**Requirements**
**1)** Copy the listing word for word, starting with the line that contains "tuning peg ->" and going on through the last line of the listing.
**2)** Continue the piece on Black landownership in Chapel Hill from the point where it stops.

**Given passage**
Two facts have been swirling in my head since I first heard them: that Chapel Hill’s Black population share plummeted between 1960 and 1980, and there’s been a 32 percent decrease in Black homeownership in Chapel Hill since 2010.

Mike Ogle’s Stonewalls blog traces Chapel Hill’s Black population decline, using John K. (Yonni) Chapman’s dissertation as the basis for much of his research. The 32 percent figure comes from an analysis prepared last year for Town Council.

 

black-population-share
This chart shows how the percentage of Black people in Chapel Hill has changed over 220 years.

Armed with this information, I contacted Mark Chilton, the Orange County Register of Deeds, in January. Chilton, who previously served on the Chapel Hill Town Council and as the mayor of Carrboro, is also one of our area’s most knowledgeable historians. He has digitized and maintains several collections on Orange County’s history of slavery, wills, deeds, and slave transactions.

Using maps to tell the story

I told Mark that we were interested in tracing how land ownership across Chapel Hill, Carrboro, and the areas just outside of our towns have changed over the past century, particularly since 1960. I was most interested in areas that we know had a large Black population in the first half of the last century, and now don’t.

Mark encouraged me to narrow the initial project focus, and then expand after preliminary data came in. So we started much smaller – with one block in Northside – which historically housed the largest Black population in Chapel Hill.

Mapping landownership in Northside in the present

We wanted to see how home ownership patterns have changed over time. We focused on Northside initially for a few reasons:

1. We know the population has rapidly changed in Northside. The U.S. Census found 1,159 black residents lived in the neighborhood in 1980. By 2010, there were 690. (That’s data collected by the Town of Chapel Hill.)

2. Mark used to work for EmPOWERment Inc. and knows many of the people who live in Northside. Coupled with the birth and marital records he has access to at the register of deeds, this would be the quickest way to develop a proof of concept.

3. Northside established a Neighborhood Conservation District in 2004, which encouraged development similar to what already existed in the neighborhood. Other initiatives, like the Northside Housing Market Action Plan (2013) and the Northside Neighborhood Initiative (2015-present) have worked to develop affordable multi-generational housing. We were curious if we could see (over time) how these initiatives have affected home ownership.

We then contacted Orange County GIS and got shape files for the houses in Northside. That allowed us to make these figures.

And then Mark looked at a block in Northside today. Here it is:

block-northside-2024-chapel-hill
Race of landowners on one block in Northside, 2024

A couple of notes: This is obviously an image, and not a CSV, so it’s not accessible for screen readers. That data will be coming. And this data doesn’t differentiate lots that are owned by non-profits, like the Community Home Trust. That will be forthcoming too.

**Recorded data**

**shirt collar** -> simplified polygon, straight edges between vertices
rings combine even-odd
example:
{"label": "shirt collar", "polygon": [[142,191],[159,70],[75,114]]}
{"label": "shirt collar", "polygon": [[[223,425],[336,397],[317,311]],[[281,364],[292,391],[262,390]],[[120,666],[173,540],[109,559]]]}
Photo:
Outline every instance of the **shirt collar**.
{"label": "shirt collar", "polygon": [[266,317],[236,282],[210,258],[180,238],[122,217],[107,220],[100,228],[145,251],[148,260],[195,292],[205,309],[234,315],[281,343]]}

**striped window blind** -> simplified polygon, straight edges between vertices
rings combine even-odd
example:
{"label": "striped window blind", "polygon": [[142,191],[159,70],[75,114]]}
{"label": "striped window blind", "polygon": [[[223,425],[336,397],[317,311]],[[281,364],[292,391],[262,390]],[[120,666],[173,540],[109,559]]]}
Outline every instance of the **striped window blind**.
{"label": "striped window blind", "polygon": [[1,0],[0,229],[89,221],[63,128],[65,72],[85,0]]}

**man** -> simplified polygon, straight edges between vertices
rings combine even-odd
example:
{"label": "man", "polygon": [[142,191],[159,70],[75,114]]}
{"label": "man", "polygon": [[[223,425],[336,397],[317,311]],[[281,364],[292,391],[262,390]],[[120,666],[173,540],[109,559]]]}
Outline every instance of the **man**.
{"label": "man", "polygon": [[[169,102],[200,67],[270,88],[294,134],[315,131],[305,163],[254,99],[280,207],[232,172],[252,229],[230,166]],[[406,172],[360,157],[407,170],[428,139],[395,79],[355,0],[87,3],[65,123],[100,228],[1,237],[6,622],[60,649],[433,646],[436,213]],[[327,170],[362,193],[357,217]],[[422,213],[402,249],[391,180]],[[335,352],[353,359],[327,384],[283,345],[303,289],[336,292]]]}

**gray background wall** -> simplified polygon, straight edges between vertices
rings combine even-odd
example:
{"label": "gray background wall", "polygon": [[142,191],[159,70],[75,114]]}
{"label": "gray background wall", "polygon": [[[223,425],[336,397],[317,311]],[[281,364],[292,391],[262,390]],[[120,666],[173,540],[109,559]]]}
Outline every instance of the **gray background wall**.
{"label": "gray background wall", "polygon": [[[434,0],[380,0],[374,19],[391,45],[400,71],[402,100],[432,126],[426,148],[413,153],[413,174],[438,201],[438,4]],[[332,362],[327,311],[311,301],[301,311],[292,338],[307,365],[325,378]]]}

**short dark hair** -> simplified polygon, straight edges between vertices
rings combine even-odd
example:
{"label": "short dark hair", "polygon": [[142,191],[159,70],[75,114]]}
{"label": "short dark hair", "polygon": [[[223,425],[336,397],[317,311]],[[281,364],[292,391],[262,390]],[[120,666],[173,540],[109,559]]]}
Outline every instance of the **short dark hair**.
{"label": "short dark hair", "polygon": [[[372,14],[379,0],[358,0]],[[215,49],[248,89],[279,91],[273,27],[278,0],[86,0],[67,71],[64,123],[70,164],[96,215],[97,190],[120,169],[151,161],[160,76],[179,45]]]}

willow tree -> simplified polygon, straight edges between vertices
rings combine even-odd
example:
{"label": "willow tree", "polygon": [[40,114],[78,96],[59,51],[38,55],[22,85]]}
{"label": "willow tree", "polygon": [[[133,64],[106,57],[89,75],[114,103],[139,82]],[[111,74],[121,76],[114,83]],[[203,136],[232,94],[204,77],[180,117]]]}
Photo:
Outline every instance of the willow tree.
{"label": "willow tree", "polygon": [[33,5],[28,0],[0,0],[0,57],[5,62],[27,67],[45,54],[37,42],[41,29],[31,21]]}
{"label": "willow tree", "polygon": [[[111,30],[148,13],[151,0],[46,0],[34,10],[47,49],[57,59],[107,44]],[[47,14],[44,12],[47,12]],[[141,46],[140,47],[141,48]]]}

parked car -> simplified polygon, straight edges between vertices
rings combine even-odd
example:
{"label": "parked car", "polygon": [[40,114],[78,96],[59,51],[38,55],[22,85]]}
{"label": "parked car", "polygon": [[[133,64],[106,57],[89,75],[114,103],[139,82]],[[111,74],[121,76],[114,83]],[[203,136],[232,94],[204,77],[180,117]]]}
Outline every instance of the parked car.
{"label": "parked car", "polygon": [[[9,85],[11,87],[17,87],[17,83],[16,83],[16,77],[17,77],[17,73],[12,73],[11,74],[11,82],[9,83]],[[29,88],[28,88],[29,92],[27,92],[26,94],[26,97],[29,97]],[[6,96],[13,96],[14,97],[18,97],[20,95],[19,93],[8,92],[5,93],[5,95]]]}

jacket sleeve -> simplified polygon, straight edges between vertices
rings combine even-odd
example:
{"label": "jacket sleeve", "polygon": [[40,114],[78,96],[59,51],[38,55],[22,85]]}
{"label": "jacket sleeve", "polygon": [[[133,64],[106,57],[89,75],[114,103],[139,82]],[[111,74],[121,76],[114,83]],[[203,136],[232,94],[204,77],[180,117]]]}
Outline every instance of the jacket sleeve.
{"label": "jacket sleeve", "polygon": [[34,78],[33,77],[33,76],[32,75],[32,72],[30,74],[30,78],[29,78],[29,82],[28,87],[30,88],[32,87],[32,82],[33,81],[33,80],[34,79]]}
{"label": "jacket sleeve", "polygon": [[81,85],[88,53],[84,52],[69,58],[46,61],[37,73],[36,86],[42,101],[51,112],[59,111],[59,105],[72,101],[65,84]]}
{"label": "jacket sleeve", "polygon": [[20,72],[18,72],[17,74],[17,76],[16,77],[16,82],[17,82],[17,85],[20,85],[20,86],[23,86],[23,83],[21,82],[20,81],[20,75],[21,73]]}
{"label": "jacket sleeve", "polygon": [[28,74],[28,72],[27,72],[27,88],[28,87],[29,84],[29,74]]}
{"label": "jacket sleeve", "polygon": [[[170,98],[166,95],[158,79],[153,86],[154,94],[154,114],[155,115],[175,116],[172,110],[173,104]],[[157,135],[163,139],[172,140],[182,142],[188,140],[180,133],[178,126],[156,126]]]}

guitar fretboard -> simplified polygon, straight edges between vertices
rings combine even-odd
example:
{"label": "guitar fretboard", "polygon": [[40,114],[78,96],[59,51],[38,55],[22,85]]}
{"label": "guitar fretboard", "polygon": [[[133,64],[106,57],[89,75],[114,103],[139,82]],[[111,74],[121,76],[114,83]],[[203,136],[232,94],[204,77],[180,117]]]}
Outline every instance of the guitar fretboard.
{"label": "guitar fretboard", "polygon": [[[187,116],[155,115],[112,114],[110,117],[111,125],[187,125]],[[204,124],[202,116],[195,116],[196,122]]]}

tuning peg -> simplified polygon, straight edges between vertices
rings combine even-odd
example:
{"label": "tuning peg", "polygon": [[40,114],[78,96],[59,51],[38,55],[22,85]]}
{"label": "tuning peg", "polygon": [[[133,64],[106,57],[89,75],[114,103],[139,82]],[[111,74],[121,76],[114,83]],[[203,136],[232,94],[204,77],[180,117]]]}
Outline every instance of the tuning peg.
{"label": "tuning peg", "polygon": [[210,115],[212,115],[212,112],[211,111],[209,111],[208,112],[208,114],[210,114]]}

**Task-by-task outputs**
**1)**
tuning peg -> simplified polygon, straight edges between vertices
rings combine even-odd
example:
{"label": "tuning peg", "polygon": [[40,114],[78,96],[59,51],[38,55],[22,85]]}
{"label": "tuning peg", "polygon": [[[133,64],[106,57],[89,75],[114,103],[139,82]],[[111,74],[121,76],[114,83]],[[203,136],[232,94],[204,77],[180,117]]]}
Outline every instance of the tuning peg.
{"label": "tuning peg", "polygon": [[210,115],[212,115],[212,112],[211,111],[209,111],[208,112],[208,114],[210,114]]}

**2)**
But it does show (in yellow) the properties that are currently owned by a Black person and in white, the last year when the lot was owned by a Black person. It’s quite revealing, even with one block. Most notable is that several of the properties on the block are owned by real estate investors who own lots of student rentals in the neighborhood. The Jackson Research Center at the Marian Cheek Jackson Center has traced the rise of investor-owned properties in the neighborhood using Orange County Land Records.

Expanding beyond one block

For the first time since the 1980s, Northside has seen a small increase in Black residents since 2015.

But that change hasn’t reversed a long-term trend.

The image below, which traces homeownership patterns over time, quantifies the stark changes that have taken place in this one neighborhood over the past 30 years.

Map showing properties owned by Black residents over time

Again a few caveats: this map does not show properties owned by non-profit affordable housing organizations or the Town of Chapel Hill. (That’s coming.) It only shows home owners, not renters. (And it doesn’t include individual units in a condo building.) It also is more difficult to obtain data on out-of-state residents and LLCs, so best efforts were made and will be refined over time. The data is static, not in a CSV, so we can’t add context like the year Northside became an NCD, which properties are owner-occupied, and which are owned by investors. (That’s also coming! Stay tuned!)

But as soon as Mark posted this proof-of-concept image to Facebook, it was evident that we should continue this work, and expand upon it. Because this image starkly shows how Northside has changed – and how many people care about these changes. Comments poured in from people who realize the importance of this work, and want to better understand how these structural changes came about.

What we want to do next and why we need your help

1. Mark is putting all of this initial data into a spreadsheet. That allows us to use mapping programs and computer code to create interactive maps with this data, and add additional context.

2. We are going to expand this beyond Northside. We’re very curious about areas that had large Black populations and now don’t. One way to potentially think about this is to focus on areas where segregated schools existed. Mark also mapped that out, here. The red dots show segregated Black schools across Orange County.

historically-black-areas-orange-county
About 100 years ago, Orange County produced this map showing its schools. Mark altered it slightly here to highlight (in red) schools that were exclusively for people of color. It’s interesting to see how this map – almost inadvertently – shows the locations of communities of color at that time.

3. This will take a lot of time, effort, and trips to the Register of Deeds to pour over records. It will also require coders and mappers and data visualizers to help make sense of this data.

4. This is a community-wide project, not an individual one. And it’s not just a data story. It’s a story shaped by data, but contextualized by people who have lived in Chapel Hill and its surrounding areas for decades — and can tell the stories of how these areas changed.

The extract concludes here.